REQUIRED WORK
A – Print the section of the voice activity detection passage starting with "Detailed Description" and going on through "for voice-to-text conversion.", without changing any of it.
B – In the voice activity detection passage, which module generates the first prompt message, the one for increasing the volume value?

SUPPLIED PASSAGE
↓↓↓

Detailed Description

Complete technical specification and implementation details from the patent document.

The application is a continuation of and claims priority to U.S. Non-Provisional application Ser. No. 18/318,649, filed May 16, 2023, which claims priority to both U.S. Provisional Application No. 63/423,453, filed Nov. 7, 2022, and also U.S. Provisional Application No. 63/449,272, filed Mar. 1, 2023. The disclosures of U.S. Non-Provisional application Ser. No. 18/318,649, U.S. Provisional Application No. 63/423,453, and U.S. Provisional Application No. 63/449,272 are hereby incorporated by reference herein in their entireties.

The present invention relates to a voice activity detection technique, and more particularly, to a voice activity detection device and method for voice-to-text conversion.

Line inputs for actual voice pickup of most built-in microphones require Microsoft applications to manage values of gain. However, when the gain value is set inappropriately or when the user cannot confirm the actual microphone sound received by a voice recognition algorithm model, the actual sound of the microphone is processed (quantizing the gain value) by a predetermined built-in control unit of the microphone, such that the original volume cannot be restored, and this affects the accuracy of the voice output by the algorithm model. In particular, in a situation of an outdoor environment with background noise, the accuracy of voice-to-text conversion of a processed voice is rather low.

The present invention provides a voice activity detection device and method capable of effectively increasing a level signal generated by the volume when a voice is received and improving the accuracy of voice-to-text conversion in an outdoor environment with background noise.

A voice activity detection device provided by the present invention includes a voice pickup module, a processing module and a prompt module. The processing module is coupled to the voice pickup module, and the prompt module is coupled to the processing module. The processing module is used to perform a voice activity detection method, including: receiving voice information by the voice pickup module; acquiring a volume value of the voice information by the processing module; determining by the processing module whether the volume value is less than or equal to a first volume threshold; when it is determined that the volume value is less than or equal to the first volume threshold, generating by the prompt module a first prompt message for increasing the volume value; and when it is determined that the volume value is more than the first volume threshold, generating by the prompt module a second prompt message that indicates a volume value standard has been satisfied.

A voice activity detection method provided by the present invention is suitable for a voice activity detection device. The voice activity detection device includes a voice pickup module, a processing module and a prompt module. The voice activity detection method includes: receiving voice information by the voice pickup module; acquiring a volume value of the voice information by the processing module; determining by the processing module whether the volume value is less than or equal to a first volume threshold; when it is determined that the volume value is less than or equal to the first volume threshold, generating by the prompt module a first prompt message for increasing the volume value; and when it is determined that the volume value is more than the first volume threshold, generating by the prompt module a second prompt message that indicates a volume value standard has been satisfied.

↑↑↑

DATASET SECTION
↓↓↓

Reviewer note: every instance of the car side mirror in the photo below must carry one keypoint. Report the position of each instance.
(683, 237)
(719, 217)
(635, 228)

↑↑↑

RESPONSE LIST
A –
Detailed Description

Complete technical specification and implementation details from the patent document.

The application is a continuation of and claims priority to U.S. Non-Provisional application Ser. No. 18/318,649, filed May 16, 2023, which claims priority to both U.S. Provisional Application No. 63/423,453, filed Nov. 7, 2022, and also U.S. Provisional Application No. 63/449,272, filed Mar. 1, 2023. The disclosures of U.S. Non-Provisional application Ser. No. 18/318,649, U.S. Provisional Application No. 63/423,453, and U.S. Provisional Application No. 63/449,272 are hereby incorporated by reference herein in their entireties.

The present invention relates to a voice activity detection technique, and more particularly, to a voice activity detection device and method for voice-to-text conversion.

B – The prompt module.